*** Data section

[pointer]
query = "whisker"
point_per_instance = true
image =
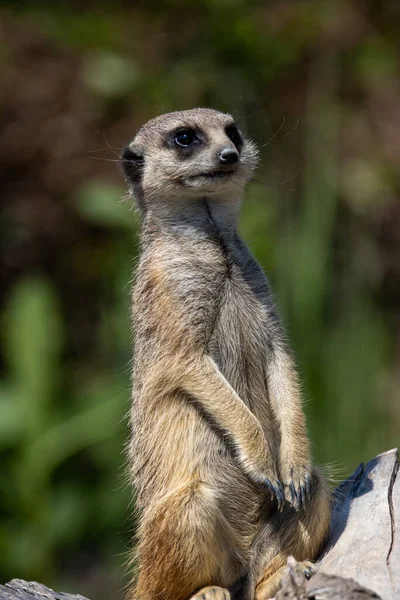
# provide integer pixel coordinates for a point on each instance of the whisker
(109, 147)
(107, 159)
(293, 129)
(277, 131)
(290, 178)
(279, 187)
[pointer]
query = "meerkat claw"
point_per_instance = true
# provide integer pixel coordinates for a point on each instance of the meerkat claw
(276, 490)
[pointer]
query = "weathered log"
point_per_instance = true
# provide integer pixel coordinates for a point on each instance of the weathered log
(361, 560)
(18, 589)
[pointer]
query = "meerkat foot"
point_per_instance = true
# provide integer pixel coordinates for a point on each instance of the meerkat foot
(276, 490)
(212, 593)
(309, 569)
(299, 486)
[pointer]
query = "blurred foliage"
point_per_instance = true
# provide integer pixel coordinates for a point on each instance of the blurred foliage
(317, 86)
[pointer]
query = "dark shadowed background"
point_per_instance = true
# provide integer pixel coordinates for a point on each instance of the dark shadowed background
(316, 84)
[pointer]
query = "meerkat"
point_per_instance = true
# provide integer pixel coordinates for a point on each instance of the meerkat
(219, 454)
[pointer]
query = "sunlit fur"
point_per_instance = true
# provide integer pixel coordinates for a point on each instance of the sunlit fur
(217, 410)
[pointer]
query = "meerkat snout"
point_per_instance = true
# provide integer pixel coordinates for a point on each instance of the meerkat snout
(188, 155)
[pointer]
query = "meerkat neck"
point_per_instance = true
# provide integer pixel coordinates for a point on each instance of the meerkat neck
(201, 214)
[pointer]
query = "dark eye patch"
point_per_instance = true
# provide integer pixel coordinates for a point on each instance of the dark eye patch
(233, 134)
(185, 137)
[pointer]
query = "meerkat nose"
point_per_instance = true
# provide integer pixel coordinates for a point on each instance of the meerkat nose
(228, 156)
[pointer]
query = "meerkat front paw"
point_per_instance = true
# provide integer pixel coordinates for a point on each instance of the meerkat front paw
(212, 593)
(299, 484)
(269, 480)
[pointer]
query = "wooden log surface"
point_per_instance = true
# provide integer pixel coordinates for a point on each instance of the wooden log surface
(361, 560)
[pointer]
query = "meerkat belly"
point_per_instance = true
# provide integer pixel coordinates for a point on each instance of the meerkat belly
(238, 343)
(174, 447)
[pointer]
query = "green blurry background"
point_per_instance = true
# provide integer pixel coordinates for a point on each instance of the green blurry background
(316, 84)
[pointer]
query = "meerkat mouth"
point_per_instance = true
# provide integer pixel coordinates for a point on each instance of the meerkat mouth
(220, 174)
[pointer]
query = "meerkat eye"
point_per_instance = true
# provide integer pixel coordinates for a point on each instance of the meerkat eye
(233, 134)
(185, 137)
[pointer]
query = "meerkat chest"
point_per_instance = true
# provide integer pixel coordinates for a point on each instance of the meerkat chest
(239, 341)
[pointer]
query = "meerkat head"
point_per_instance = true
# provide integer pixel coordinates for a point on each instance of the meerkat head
(180, 156)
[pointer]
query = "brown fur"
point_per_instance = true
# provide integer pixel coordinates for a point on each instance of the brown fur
(218, 428)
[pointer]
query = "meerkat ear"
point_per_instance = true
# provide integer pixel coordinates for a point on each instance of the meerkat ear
(132, 163)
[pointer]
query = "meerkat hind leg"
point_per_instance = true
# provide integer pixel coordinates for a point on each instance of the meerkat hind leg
(212, 593)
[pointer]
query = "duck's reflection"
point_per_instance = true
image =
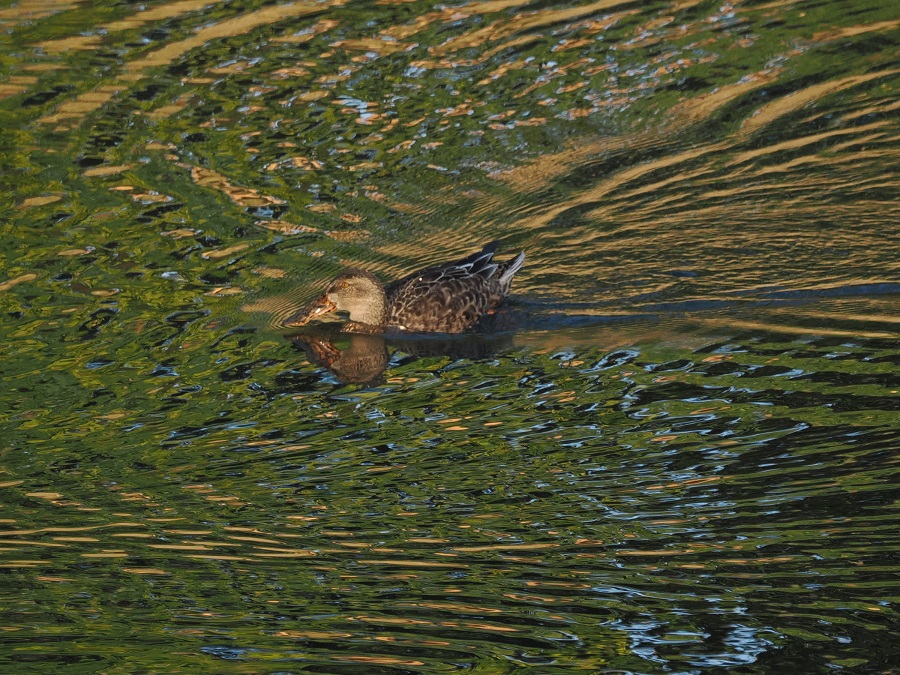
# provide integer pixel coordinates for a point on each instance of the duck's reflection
(357, 358)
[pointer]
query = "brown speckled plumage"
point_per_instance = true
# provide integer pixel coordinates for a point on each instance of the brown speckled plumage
(446, 298)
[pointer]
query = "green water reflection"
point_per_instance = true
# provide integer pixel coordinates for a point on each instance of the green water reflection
(674, 452)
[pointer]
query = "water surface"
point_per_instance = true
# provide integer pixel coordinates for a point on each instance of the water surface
(674, 452)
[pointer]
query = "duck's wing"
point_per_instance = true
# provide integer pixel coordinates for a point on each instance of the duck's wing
(478, 264)
(453, 296)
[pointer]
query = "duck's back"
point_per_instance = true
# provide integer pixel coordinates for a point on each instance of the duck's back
(452, 297)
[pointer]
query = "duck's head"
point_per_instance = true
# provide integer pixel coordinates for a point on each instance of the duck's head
(356, 292)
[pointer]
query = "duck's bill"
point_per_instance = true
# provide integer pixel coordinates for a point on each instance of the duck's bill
(318, 307)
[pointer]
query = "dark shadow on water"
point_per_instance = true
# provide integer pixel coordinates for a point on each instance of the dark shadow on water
(362, 359)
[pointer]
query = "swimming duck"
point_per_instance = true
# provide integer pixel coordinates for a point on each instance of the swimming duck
(446, 298)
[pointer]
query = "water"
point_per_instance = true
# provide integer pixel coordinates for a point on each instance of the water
(674, 452)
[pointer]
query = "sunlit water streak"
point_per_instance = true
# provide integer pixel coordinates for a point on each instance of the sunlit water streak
(675, 451)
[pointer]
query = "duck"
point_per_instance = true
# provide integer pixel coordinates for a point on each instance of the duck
(447, 298)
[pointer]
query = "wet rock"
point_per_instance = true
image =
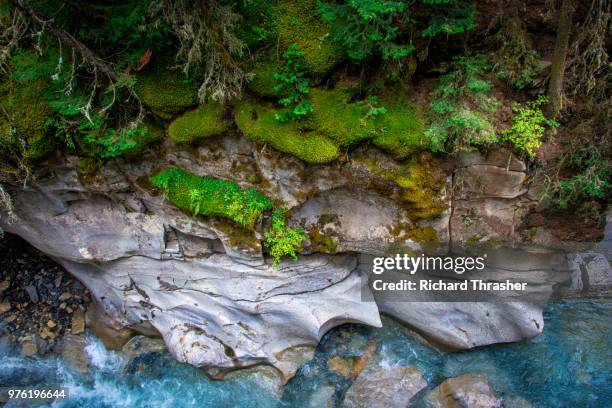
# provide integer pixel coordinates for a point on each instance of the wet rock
(29, 347)
(72, 350)
(386, 387)
(339, 366)
(113, 335)
(465, 391)
(32, 293)
(141, 345)
(322, 397)
(78, 322)
(4, 307)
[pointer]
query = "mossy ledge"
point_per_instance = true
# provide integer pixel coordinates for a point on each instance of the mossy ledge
(257, 122)
(165, 92)
(205, 121)
(209, 196)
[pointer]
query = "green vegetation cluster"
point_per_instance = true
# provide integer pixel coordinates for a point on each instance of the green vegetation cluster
(282, 240)
(528, 126)
(461, 107)
(207, 196)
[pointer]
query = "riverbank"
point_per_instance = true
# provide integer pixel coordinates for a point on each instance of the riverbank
(39, 301)
(564, 366)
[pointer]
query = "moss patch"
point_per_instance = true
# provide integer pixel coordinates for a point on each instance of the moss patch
(204, 121)
(425, 235)
(257, 122)
(166, 92)
(29, 110)
(420, 180)
(299, 22)
(212, 197)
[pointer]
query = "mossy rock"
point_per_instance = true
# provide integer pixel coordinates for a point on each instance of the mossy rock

******

Your objective:
Each line from the one holding "the green vegetation cluster" to the end of the data above goes into the answer exactly as written, and no other line does.

Solved problem:
# provide integer pixel coordinates for a point on each instance of the green vegetation cluster
(282, 240)
(528, 126)
(461, 107)
(207, 196)
[pointer]
query = "riverbank"
point_per_instance = true
# provide integer pixel coordinates for a point on each instance of the riverbank
(39, 301)
(564, 366)
[pointer]
query = "moss patch"
point_per_instance = true
# provide integer pixel coordinates for a point on each instance of the moss patch
(204, 121)
(425, 235)
(257, 122)
(166, 92)
(29, 110)
(420, 180)
(299, 22)
(212, 197)
[pointer]
query = "mossy rock"
point_per_instance = true
# provide integer pixel coordinates for a point on each instance of the mossy rock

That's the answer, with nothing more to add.